Job 1: Count the lines in the records that contain the string "washer", and give only the number.

Excerpt to read:
Understanding Thai Sentence Structure
Using the X-Bar Theory of Phrase Structure
Rattasit Sukhahuta
Computer Science Department, Faculty of Science
Chiang Mai University
239 Huaykaew Rd. Suthep, Muang, Chiangmai, Thailand
rattasit.s@cmu.ac.th
Abstract
The ambiguity of Thai language structure is important and needs to be addressed since it is a bottle-neck for further analysis processes. In this research, we describe the design of phrase structure grammar and development of grammar parser that assigns grammatical structure to annotate input text with label brackets. Natural language parser is a language processing tool that recognizes the structure of the sentence according to the specified grammar rules. The rules for parser usually are defined in lexicalized and context-free. In this study, the words with multiple syntactic categories are disambiguated with part-of-speech tagger that reduces ambiguities of the sentence structure. The head word appears at the beginning of each context that plays important role in deciding category of the phrase. The results of the parser will be displayed as a tree structure called syntax tree. The information source is in the form of unstructured natural language of Thai text. The approach to the problem is divided into two parts. First, the Thai written language is processed with morphological analysis and each word is assigned a part-of-speech tag. Second, the phrase structure grammar (PSG) rules for the Thai language are defined in a form of Extended Backus–Naur Form (EBNF) with the principles of phrase structure and the X-bar theory that aims at the common properties of different types of syntactic constituents.
Keywords: Information Extraction (IE), Thai Languae Processing, Thai NLP
1. Introduction
In-depth NLP analysis requires large amount of knowledge and computational resources, nevertheless, it provides the system with an ability to enhance its level of language understanding. In computational linguistics, syntactic information is used to identify the role words play within the sentence and their semantic meaning. In recent years, there are number of researches related to Thai language processing. The ORCHID project was focusing on building large part-of-speech corpora and that is part of the research at National Electronics and Computer Technology Center (NECTEC), the research institute in Thailand. Many researches for Thai Treebank has been proposed such that Ruangrajitpakorn presented Thai CG Treebank a language resource where the tree can be divided into three grammatical types [9] and the corpora tool kit is also developed in [7].A dependency parser for Thai is also described with the composition of three components [11]. First is the process of root identification followed by the dependency analysis and finally, the proposed algorithm based on the beam search. Nevertheless these research still requires tremendous amount of works from linguists in order to derived large annotated corpus. Thus sentence parsing tools are very important to analyze grammatical structure research and development increases analysis of the structure of language. For the sentence parsing tools that perform structural analysis of the language such as CMU Link Grammar. Thai character cluster (TCC) [10] used a set of few simple rules to character clustering to reduce the ambiguity of word boundary in Thai documents and to improve the search efficiency. A Thai LFG tree [5] is transformed into the corresponding English LFG tree by pattern matching and node transformation. An equivalent English sentence is created using structural information prescribed by the English LFG tree. This paper is organized as followings. Section 2 explains the characteristics of Thai sentence and the challenges when dealing with its ambiguity. Section 3 describes the experiments of our implementation. Finally, the conclusion of this paper is presented in Section 4.

Job 2:
Answer these questions using the paper on Thai sentence structure.
(a) In what form are the phrase structure grammar rules for Thai defined?
(b) At which research institute is the ORCHID project carried out?
(c) What does Section 3 of the paper describe?

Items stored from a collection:
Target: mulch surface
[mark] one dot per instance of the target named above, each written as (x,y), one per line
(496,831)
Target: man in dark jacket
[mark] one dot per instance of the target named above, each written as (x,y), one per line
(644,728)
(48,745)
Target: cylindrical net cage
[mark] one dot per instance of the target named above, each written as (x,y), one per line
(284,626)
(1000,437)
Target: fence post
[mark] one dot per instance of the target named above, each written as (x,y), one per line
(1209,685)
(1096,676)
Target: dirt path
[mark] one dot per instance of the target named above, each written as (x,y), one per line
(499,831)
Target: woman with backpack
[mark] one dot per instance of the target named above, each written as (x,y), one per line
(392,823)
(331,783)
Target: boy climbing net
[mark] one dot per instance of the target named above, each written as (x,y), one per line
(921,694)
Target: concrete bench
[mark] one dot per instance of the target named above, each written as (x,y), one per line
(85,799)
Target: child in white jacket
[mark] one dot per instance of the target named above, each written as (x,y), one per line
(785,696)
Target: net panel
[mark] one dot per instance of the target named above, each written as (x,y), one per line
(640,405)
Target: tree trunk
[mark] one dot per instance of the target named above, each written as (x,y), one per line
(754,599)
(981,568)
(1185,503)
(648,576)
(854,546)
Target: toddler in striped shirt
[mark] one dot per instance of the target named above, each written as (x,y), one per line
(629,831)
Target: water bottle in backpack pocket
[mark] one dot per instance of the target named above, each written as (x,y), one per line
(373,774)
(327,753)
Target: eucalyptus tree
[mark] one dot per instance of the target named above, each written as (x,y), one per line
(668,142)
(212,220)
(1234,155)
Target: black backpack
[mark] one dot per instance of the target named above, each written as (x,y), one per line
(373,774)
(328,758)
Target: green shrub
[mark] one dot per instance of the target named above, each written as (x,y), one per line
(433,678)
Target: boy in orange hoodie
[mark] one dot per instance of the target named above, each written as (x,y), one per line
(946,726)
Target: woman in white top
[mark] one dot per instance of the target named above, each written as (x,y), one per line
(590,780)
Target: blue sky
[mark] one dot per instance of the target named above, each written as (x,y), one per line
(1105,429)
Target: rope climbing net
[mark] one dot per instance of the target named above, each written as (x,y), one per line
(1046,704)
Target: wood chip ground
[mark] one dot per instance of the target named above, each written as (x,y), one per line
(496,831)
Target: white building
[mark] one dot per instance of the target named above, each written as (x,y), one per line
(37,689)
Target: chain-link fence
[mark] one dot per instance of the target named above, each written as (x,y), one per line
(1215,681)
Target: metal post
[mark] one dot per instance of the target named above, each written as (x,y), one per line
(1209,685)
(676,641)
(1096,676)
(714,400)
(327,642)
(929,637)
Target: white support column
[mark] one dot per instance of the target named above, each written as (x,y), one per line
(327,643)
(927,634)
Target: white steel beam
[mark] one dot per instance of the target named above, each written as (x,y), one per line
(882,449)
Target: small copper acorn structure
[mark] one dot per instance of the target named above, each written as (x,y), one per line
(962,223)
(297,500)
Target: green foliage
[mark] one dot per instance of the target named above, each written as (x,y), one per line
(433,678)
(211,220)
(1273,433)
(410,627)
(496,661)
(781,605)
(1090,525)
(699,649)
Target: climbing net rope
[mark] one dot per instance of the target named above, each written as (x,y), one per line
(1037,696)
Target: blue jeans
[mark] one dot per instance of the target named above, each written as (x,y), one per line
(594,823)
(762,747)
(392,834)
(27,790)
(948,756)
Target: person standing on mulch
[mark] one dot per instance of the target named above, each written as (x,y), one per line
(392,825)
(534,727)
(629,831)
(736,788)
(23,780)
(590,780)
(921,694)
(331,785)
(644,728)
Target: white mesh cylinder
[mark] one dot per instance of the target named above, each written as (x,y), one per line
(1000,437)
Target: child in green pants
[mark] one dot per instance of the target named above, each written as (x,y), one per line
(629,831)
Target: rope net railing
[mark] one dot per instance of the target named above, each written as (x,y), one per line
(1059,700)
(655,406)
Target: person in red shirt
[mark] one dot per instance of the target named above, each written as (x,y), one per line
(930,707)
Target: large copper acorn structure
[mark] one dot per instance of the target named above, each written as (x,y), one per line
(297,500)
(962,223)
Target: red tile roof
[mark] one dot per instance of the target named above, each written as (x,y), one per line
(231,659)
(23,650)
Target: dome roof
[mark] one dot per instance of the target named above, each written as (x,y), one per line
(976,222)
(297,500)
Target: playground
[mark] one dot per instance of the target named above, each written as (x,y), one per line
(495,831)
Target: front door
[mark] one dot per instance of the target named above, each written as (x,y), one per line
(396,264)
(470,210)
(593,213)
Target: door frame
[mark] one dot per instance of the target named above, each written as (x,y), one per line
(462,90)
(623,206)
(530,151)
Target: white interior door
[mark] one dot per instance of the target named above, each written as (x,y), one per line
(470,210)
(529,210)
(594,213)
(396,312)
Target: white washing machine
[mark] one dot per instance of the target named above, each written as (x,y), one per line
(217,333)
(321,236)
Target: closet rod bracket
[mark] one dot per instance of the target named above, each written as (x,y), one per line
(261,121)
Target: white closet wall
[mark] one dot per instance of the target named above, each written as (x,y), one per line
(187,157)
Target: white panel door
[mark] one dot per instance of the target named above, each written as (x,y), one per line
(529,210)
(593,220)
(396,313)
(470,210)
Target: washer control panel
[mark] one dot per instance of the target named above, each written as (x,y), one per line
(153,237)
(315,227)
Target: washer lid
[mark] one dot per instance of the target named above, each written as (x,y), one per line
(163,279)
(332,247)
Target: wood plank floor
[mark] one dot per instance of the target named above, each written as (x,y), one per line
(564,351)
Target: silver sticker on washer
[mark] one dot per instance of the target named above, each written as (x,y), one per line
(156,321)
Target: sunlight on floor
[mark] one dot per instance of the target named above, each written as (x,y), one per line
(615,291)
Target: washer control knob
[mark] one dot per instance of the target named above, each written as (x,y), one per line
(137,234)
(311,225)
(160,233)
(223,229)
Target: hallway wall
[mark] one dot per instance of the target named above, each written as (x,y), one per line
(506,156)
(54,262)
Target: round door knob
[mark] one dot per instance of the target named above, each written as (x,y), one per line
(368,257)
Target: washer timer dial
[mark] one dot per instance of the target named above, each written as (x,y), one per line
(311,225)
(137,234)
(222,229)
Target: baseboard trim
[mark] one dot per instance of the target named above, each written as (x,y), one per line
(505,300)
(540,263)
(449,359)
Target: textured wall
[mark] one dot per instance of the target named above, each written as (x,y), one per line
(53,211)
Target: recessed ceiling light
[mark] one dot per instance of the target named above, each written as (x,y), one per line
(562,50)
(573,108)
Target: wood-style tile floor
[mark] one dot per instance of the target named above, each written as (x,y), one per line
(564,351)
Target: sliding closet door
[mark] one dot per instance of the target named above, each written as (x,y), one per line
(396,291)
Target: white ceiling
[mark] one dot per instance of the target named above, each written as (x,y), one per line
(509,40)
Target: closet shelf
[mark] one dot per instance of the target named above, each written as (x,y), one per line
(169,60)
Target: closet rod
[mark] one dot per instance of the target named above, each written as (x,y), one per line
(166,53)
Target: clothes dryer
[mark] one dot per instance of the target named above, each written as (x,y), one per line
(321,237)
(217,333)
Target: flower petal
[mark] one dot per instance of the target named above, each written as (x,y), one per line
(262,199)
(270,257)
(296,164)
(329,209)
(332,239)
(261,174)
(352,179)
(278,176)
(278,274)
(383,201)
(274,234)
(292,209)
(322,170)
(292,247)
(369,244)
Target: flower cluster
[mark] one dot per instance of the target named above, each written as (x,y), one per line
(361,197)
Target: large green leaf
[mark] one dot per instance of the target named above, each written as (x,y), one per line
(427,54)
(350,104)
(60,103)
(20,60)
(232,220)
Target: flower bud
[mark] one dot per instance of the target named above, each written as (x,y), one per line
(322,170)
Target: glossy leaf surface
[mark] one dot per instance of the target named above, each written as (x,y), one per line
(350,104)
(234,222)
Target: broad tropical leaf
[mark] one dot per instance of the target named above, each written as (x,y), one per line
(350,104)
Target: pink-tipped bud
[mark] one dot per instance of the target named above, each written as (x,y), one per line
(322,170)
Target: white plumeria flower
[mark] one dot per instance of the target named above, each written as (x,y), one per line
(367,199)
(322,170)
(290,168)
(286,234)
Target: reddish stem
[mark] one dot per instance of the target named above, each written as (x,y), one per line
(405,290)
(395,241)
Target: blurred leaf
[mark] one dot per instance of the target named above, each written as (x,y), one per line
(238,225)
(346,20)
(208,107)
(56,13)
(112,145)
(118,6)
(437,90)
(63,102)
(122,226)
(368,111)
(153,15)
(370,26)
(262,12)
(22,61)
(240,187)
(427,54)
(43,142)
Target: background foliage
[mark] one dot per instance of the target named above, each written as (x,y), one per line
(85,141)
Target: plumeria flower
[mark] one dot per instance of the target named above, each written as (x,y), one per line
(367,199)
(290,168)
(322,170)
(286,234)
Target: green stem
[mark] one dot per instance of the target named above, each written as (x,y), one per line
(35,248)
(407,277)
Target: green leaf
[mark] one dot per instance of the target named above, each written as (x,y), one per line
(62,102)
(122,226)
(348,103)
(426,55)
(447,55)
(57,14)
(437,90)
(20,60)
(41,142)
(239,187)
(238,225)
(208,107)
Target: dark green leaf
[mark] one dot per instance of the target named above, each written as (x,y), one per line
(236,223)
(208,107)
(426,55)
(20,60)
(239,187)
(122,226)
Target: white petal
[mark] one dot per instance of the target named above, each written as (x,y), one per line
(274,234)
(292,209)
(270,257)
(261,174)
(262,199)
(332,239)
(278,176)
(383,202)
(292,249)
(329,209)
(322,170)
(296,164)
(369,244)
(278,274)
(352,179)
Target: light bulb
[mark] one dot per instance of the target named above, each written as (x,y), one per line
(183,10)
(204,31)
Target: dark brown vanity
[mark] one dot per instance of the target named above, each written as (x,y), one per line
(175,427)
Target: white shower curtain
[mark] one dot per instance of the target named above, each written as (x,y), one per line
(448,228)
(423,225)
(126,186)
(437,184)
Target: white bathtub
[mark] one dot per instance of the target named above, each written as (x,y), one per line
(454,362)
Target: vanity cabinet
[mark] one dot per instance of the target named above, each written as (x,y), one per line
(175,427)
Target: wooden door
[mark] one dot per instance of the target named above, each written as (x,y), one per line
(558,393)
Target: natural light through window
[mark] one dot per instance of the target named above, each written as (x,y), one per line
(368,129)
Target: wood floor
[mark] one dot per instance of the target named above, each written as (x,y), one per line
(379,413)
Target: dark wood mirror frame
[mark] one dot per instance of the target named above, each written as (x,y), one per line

Correct response 1: 5

Correct response 2:
(a) Extended Backus–Naur Form (EBNF)
(b) The National Electronics and Computer Technology Center (NECTEC)
(c) The experiments of the authors' implementation